[[ Page extract, beginning ]]

07.10.2016 change 07.10.2016

See-through body: scientists discovered a way to make mice transparent

We now know how to make a prepared mouse body transparent. In addition - using genetic techniques - scientists can force selected cells to emit light. And then, nothing will escape the scientist\'s attention. Polish scientist was involved in the development of this innovative method.

Blood, water, lipids and pigments contained in the tissue make the body not translucent. It turns out that if these items are removed - tissue may become transparent as a crystal.

Scientists from Munich led by Ali Ertürk, together with Polish student Paweł Matryba have developed a method called uDISCO (ultimate 3-dimensional imaging of solvent-cleared organs http://nature.com/articles/doi:10.1038/nmeth.3964). The technique allows to prepare the body of a mouse or a rat in a way that becomes translucent to the point that if a squared paper is placed under the rodent\'s body, squares are visible through its organs. Bones, muscles, intestines, nervous system all become transparent.

Paweł Matryba studies medicine at the Medical University of Warsaw and biotechnology at the University of Warsaw. He participated in the research project in Munich as part of the within the Amgen Scholars Program scholarship. Young researcher revealed in an interview with PAP that now in Prof. Leszek Kaczmarek\'s group at the Nencki Institute he works on even more effective methods for making a body transparent.


Research into transparent mice would remain a mere curiosity - admittedly, the sight of the transparent body of a rodent is impressive. However, scientists have a brilliant idea how to use this transparency in practice.

The key are genetic modifications. Due to them, selected rodent cells - for example the cells of the nervous system - produce fluorescent proteins. If the tissue is illuminated with the right light in the laboratory, specific cells begin to glow, allowing to locate them.

Until now, such studies using fluorescence had fairly limited applications - opaque cells obscured the light. In histology, it was necessary to painstakingly cut tissue into thin slices and perform glowing experiments on those, layer by layer. Then, three-dimensional structures still had to be recreated in a computer.

Meanwhile, in a transparent body, no glowing cells can hide. Tissues do not have to be cut, and then stuck together again, because if they glow, they all become clearly visible. During imaging of transparent organisms prepared with uDISCO technique, all the connections between cells and the architecture of organs are clearly visible. In addition, this method does not destroy cell structures or proteins present in the body. This is sensational news for many scholars, for example those dealing with the nervous system.

Video presenting the nervous system of a mouse imaged using the uDISCO method.

"In Germany, we were able to, among other thins, image the central nervous system of mouse with a resolution allowing to see single cells over a length of 7 cm - from the top of the head to the same toe" - said Matryba. He mentioned that the technique opens the door to entirely new discoveries - the study of neurodegenerative diseases such as Alzheimer\'s disease or amyotrophic lateral sclerosis, and imaging the effects of anticancer drugs on specific organs - these are just a few of the extremely extensive list of the possibilities uDISCO offers.


Matryba told PAP that in the German method uDISCO, body of a mouse is fixed first - to prevent cells from undergoing degradation processes. Then, a mixture of chemicals that remove blood, water and lipids is introduced into the blood. However, once these elements are removed from the body, the body inevitably shrinks. In the case of uDISCO, the volume is reduced by as much as 65 percent. Fortunately, all tissues shrink evenly, without changing proportions. "This contraction of the tissue can be very handy for scientists - smaller body is easier to scan under a microscope" - explained Paweł Matryba.

[[ Page extract, end ]]
[[ Material supplied, beginning ]]

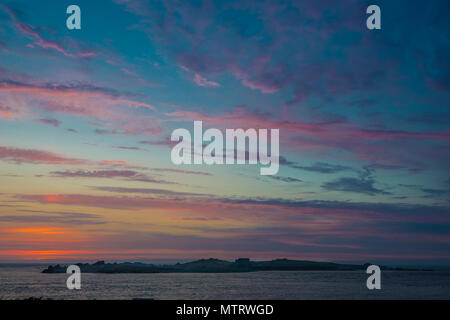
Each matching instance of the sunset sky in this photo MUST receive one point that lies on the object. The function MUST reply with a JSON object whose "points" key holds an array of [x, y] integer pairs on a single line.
{"points": [[86, 117]]}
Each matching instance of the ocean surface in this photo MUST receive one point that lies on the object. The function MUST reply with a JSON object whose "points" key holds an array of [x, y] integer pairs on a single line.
{"points": [[21, 282]]}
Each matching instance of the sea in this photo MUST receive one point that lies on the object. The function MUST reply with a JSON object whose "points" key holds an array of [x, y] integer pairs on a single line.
{"points": [[27, 281]]}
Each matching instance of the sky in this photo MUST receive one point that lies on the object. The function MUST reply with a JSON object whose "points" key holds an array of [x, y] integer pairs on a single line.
{"points": [[86, 117]]}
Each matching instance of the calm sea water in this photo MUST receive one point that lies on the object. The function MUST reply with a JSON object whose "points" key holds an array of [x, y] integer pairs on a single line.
{"points": [[27, 281]]}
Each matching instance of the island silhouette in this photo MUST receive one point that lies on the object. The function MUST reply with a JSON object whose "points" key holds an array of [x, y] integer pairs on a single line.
{"points": [[214, 266]]}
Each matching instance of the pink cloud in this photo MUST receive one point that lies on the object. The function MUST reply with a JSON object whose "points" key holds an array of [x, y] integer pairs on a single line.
{"points": [[34, 33], [18, 155], [203, 82]]}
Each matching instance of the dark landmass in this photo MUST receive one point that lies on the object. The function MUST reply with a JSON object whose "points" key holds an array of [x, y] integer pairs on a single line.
{"points": [[215, 266]]}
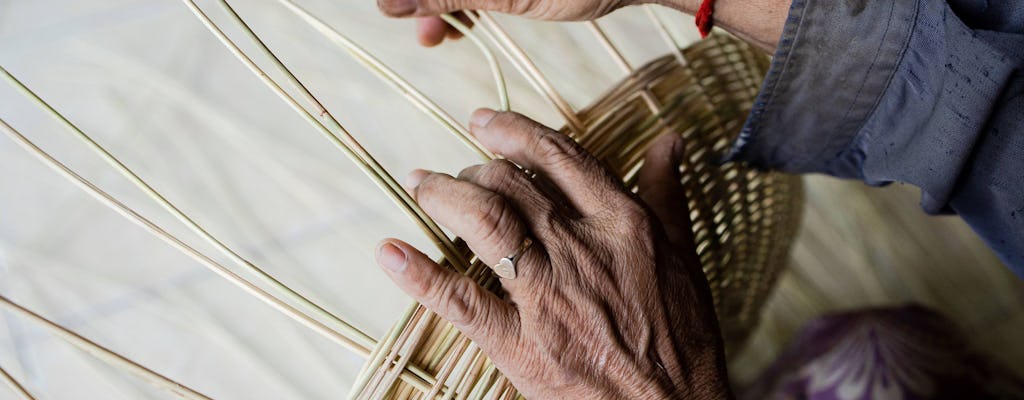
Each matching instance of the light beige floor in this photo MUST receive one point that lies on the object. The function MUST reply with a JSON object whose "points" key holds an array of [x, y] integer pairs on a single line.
{"points": [[145, 80]]}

[[ Material supplied, end ]]

→ Questions on the material:
(1) List the body parts that the article on see-through mice says become transparent.
(2) Please answer from the article on see-through mice:
(a) By what percentage is body volume reduced with uDISCO?
(b) Over what length could Matryba's team image the mouse central nervous system at single-cell resolution?
(c) What does Paweł Matryba study at the University of Warsaw?
None of the tasks make use of the records.

→ Answers to this exercise:
(1) Bones, muscles, intestines, nervous system

(2)
(a) 65 percent
(b) 7 cm
(c) Biotechnology